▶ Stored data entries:
□ □ □ □ □ □ □
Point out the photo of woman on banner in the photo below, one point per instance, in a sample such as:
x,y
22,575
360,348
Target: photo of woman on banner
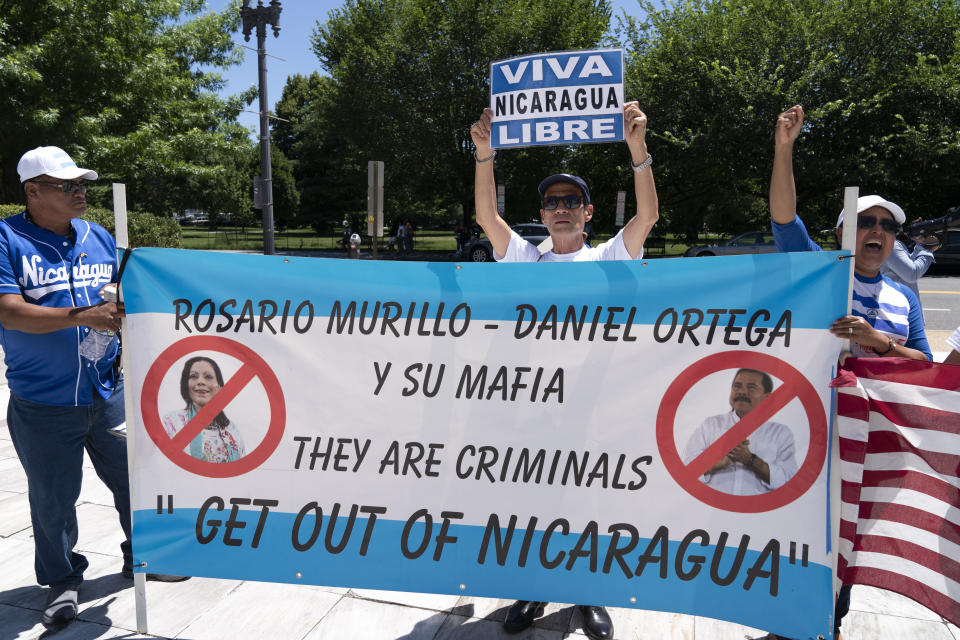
x,y
763,462
220,440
□ □ □ □ □ □ □
▶ Work order:
What is needed is a word-for-word transcription of all the entries, with the pictures dropped.

▶ Written response:
Point out the photo of woman on banner in the photo below, one point per instance, in a sample such as:
x,y
22,575
360,348
Target: photo of woman on banner
x,y
763,462
220,440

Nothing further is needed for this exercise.